**Short task:**
Transcribe the stretch of records from the line containing "Reviewer note: confirm that every instance of the smoke" through the line containing "Target: man's arm", keeping every line the same.

>> START Material to process

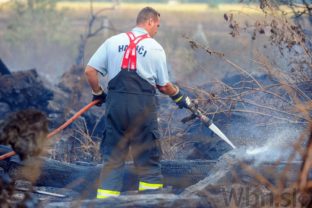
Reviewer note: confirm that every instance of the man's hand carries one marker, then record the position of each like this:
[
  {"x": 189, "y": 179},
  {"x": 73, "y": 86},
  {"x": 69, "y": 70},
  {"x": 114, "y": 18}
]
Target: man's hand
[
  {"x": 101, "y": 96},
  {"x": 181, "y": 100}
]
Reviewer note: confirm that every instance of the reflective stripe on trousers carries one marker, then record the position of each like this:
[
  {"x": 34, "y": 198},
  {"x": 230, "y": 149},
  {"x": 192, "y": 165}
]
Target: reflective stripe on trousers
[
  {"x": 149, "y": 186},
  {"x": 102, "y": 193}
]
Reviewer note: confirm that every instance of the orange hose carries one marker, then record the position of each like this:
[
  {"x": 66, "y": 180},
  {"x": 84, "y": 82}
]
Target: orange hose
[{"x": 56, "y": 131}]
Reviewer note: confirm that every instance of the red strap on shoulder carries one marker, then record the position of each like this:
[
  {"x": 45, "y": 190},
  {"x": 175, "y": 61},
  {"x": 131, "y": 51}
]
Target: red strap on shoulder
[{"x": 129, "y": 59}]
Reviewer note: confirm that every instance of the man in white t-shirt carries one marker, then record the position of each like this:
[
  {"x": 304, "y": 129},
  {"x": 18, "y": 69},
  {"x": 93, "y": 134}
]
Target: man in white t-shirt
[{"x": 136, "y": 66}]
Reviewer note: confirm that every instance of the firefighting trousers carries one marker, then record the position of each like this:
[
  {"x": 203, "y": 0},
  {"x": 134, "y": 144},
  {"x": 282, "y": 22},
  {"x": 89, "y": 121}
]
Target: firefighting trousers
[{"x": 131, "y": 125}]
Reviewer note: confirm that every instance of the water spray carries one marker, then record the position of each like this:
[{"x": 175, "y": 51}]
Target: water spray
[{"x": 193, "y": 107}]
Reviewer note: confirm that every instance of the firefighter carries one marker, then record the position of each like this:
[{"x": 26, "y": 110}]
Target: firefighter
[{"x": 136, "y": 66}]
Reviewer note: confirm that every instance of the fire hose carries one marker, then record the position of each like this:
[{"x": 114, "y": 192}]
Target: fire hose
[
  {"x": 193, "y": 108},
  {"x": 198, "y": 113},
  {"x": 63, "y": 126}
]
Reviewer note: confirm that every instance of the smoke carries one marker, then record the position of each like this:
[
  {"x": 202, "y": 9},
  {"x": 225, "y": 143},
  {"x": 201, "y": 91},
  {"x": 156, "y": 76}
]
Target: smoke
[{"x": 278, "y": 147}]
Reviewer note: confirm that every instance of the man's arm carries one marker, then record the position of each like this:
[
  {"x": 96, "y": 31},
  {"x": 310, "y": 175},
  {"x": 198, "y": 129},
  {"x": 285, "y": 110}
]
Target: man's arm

>> END Material to process
>> START Material to process

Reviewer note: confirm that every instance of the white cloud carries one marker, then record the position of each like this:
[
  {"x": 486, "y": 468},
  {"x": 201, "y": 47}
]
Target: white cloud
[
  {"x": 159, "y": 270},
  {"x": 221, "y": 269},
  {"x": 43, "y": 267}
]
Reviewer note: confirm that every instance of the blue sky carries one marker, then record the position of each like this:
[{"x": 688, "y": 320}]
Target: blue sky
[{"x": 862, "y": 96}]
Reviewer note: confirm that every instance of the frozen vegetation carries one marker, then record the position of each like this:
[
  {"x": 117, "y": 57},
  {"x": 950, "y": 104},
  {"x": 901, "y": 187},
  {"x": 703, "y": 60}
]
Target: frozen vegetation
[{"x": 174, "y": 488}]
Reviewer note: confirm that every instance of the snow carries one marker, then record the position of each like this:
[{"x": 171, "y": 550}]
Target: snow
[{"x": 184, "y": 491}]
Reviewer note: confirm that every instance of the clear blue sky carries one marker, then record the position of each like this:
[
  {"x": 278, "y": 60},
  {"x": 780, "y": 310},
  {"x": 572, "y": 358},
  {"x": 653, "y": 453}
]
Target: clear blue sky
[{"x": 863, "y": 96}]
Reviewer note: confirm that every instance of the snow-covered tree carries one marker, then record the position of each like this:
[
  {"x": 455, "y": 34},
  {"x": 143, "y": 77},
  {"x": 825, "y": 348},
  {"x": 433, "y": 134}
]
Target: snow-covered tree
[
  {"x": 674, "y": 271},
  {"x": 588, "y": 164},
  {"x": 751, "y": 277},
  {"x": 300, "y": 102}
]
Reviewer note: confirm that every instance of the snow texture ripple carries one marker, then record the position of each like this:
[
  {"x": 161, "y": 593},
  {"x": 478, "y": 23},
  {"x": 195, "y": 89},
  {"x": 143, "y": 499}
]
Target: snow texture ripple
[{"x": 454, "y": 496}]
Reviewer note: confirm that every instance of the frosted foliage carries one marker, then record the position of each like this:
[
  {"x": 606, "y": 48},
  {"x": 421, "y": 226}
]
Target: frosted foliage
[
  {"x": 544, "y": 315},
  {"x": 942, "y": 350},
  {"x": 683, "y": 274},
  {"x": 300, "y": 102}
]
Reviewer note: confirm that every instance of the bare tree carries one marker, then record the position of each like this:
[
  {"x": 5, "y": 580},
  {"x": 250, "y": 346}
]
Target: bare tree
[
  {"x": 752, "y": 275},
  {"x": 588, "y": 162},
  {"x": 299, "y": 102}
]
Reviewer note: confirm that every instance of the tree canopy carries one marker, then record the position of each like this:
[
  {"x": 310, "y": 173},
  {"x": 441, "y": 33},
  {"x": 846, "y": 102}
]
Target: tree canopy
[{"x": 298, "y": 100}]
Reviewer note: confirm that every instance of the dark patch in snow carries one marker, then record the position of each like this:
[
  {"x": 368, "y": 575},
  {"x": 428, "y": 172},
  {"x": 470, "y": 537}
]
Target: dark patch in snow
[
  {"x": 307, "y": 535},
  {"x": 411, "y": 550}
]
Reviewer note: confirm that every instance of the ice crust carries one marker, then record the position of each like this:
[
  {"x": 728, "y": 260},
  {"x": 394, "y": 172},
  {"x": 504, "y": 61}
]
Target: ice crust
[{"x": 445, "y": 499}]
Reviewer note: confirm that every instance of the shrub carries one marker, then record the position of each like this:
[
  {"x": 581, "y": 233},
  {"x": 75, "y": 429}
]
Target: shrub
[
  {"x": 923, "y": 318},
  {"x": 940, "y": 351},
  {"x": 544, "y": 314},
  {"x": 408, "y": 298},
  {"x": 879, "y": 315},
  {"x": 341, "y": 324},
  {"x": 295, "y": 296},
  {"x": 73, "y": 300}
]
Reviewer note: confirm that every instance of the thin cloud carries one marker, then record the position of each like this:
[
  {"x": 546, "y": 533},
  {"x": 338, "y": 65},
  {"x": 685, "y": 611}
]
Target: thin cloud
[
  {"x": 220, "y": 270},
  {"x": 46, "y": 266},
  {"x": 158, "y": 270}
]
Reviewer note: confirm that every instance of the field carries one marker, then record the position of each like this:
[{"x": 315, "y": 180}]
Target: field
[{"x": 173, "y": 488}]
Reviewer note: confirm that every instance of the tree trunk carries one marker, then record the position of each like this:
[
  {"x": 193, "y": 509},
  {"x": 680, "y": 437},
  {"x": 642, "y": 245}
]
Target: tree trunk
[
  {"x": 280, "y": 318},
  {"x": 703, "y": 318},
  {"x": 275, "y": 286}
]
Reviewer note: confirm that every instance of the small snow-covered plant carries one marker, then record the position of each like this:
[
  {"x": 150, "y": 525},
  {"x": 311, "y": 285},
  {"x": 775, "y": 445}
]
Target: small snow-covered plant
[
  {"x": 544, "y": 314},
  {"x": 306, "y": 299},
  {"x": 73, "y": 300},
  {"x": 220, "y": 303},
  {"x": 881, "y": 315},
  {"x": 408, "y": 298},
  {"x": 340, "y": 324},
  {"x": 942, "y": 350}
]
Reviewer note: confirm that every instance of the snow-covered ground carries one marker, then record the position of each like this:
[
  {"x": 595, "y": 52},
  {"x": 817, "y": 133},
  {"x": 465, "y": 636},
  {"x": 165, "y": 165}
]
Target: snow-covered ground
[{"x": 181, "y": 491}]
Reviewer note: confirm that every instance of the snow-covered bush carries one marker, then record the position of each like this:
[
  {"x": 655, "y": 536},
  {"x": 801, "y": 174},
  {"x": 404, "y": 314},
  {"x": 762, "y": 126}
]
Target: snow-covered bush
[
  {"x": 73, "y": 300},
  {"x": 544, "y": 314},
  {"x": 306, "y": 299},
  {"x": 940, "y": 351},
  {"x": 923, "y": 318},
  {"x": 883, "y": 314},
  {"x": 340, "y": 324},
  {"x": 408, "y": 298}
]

>> END Material to process
>> START Material to process

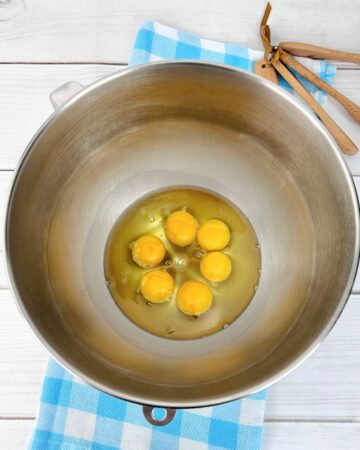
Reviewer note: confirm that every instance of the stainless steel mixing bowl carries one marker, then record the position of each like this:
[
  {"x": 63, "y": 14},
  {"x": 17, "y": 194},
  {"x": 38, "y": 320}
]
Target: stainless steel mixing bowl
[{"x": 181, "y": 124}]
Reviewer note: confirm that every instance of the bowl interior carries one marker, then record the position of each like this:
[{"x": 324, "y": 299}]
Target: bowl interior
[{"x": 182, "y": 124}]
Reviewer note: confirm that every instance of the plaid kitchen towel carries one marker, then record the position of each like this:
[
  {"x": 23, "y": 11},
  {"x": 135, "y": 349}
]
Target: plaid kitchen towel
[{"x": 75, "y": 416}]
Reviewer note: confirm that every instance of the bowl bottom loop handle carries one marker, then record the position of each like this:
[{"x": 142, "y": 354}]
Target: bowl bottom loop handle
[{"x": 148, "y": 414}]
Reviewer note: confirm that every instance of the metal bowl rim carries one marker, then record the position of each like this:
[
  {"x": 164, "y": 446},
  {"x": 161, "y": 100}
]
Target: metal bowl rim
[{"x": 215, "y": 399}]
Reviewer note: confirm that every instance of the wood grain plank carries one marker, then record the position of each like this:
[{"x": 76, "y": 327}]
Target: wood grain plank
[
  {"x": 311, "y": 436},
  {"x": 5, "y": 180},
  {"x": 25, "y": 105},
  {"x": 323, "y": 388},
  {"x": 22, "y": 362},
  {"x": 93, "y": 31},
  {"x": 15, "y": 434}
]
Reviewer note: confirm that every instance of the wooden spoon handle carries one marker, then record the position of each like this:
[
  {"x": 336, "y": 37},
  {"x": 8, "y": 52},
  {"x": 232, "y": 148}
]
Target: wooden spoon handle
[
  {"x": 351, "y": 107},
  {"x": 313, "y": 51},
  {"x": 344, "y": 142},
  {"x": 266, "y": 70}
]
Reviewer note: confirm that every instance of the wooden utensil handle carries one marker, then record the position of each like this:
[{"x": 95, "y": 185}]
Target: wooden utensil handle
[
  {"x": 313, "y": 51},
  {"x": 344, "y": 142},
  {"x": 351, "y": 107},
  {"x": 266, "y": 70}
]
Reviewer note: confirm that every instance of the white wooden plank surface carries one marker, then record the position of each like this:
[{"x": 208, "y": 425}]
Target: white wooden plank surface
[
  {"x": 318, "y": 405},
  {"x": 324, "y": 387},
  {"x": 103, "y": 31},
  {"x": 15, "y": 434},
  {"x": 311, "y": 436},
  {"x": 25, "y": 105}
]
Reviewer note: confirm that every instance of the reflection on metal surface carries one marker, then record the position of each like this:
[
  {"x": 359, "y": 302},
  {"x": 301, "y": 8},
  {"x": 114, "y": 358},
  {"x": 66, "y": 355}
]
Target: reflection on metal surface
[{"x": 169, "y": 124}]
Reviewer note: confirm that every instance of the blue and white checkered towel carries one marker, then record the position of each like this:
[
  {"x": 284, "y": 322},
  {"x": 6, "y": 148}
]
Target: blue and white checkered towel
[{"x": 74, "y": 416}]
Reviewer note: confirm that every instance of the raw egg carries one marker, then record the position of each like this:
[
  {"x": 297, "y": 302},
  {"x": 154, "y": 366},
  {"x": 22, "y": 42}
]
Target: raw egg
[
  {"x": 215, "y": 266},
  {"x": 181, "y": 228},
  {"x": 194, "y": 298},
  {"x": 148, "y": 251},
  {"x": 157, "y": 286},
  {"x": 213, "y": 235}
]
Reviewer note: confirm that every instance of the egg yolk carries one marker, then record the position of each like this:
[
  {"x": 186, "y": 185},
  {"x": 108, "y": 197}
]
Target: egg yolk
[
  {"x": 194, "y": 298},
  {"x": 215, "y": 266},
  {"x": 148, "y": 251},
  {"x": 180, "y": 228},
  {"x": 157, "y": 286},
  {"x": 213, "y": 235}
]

>> END Material to process

**Exercise output:**
Reviewer note: confirm that every instance of the smoke carries one marker, then record the position of each like this:
[
  {"x": 202, "y": 9},
  {"x": 225, "y": 143},
  {"x": 201, "y": 91},
  {"x": 156, "y": 76}
]
Target: smoke
[{"x": 278, "y": 147}]
Reviewer note: confirm that every instance of the man's arm carries one marker, then record the position of each like this:
[
  {"x": 96, "y": 31},
  {"x": 310, "y": 175},
  {"x": 198, "y": 129},
  {"x": 285, "y": 110}
]
Target: man's arm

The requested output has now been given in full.